## REQUIRED WORK
Reproduce verbatim, line by line, everything from the line containing "positive clicks: (79, 55) (80, 59)" to the last line of the listing below; add nothing.

[[ DATA TO USE open ]]

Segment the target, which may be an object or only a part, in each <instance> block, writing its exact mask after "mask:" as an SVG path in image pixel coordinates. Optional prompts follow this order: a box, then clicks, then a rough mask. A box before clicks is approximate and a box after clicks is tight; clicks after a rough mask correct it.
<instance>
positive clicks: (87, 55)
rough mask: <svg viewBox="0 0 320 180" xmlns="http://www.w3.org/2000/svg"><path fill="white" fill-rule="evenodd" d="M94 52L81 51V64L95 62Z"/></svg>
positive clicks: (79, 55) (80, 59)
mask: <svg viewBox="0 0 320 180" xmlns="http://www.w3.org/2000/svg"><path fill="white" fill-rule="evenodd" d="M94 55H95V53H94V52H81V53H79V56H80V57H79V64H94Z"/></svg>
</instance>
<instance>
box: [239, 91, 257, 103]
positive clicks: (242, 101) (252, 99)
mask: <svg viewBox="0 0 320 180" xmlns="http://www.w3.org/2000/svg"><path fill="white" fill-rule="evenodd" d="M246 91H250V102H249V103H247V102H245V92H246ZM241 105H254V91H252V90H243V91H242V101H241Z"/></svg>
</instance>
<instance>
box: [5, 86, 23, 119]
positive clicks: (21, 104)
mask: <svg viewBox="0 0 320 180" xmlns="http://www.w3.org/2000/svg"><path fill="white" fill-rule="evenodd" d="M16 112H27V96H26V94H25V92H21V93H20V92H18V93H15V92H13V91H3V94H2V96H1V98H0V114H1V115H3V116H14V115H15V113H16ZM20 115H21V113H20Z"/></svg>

[[ DATA TO USE closed ]]

## ANSWER BOX
positive clicks: (79, 55) (80, 59)
mask: <svg viewBox="0 0 320 180" xmlns="http://www.w3.org/2000/svg"><path fill="white" fill-rule="evenodd" d="M94 55H95V53H94V52H81V53H79V56H80V57H79V64H94Z"/></svg>
</instance>
<instance>
box: [239, 91, 257, 103]
positive clicks: (242, 101) (252, 99)
mask: <svg viewBox="0 0 320 180" xmlns="http://www.w3.org/2000/svg"><path fill="white" fill-rule="evenodd" d="M246 91H250V102H249V103H247V102H245V92H246ZM241 105H254V91H252V90H243V91H242V101H241Z"/></svg>
</instance>
<instance>
box: [5, 86, 23, 119]
positive clicks: (21, 104)
mask: <svg viewBox="0 0 320 180" xmlns="http://www.w3.org/2000/svg"><path fill="white" fill-rule="evenodd" d="M16 112H27V96H26V94H25V92H21V93H20V92H18V93H15V92H13V91H3V94H2V96H1V98H0V114H1V115H3V116H14V115H15V113H16ZM20 115H21V113H20Z"/></svg>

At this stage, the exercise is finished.